• THE PROBLEM
Please copy the entries below word for word, leaving out any image.

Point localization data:
* * * * * * *

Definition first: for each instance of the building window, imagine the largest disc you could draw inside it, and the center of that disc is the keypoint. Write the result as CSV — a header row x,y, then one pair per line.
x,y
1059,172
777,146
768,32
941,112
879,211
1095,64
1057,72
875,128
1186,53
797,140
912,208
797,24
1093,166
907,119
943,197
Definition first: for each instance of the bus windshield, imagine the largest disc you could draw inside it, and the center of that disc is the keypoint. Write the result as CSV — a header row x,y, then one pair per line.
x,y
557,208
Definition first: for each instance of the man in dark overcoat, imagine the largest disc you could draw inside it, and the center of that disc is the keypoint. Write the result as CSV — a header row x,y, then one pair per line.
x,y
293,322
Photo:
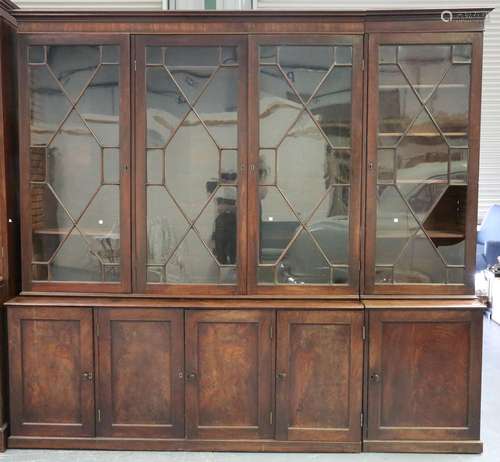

* * * * * * *

• EXPECTED ANSWER
Definition first: for each instance of the building window, imagine the largest disc you could draw inside it, and the center of that disc is the keypoint. Write the result as CSV — a header row x,y, then one pair per line.
x,y
1059,172
777,146
768,32
941,112
879,211
1095,64
1057,72
875,128
1186,53
797,140
912,208
797,24
1093,166
907,119
943,197
Definition first: for each instance of the bus windshield, imagine the largest disc you could draw inside it, and the center of that disc is the keypoint. Write the result as CSV — a header row x,y, then one pair per line.
x,y
557,208
Definition first: for each instance of the man in dark overcoat, imagine the largest disc you could draw inside it, and the center of that disc is the keypoint. Write the result as CSV — a header row x,y, then one pair per line.
x,y
293,322
Photo:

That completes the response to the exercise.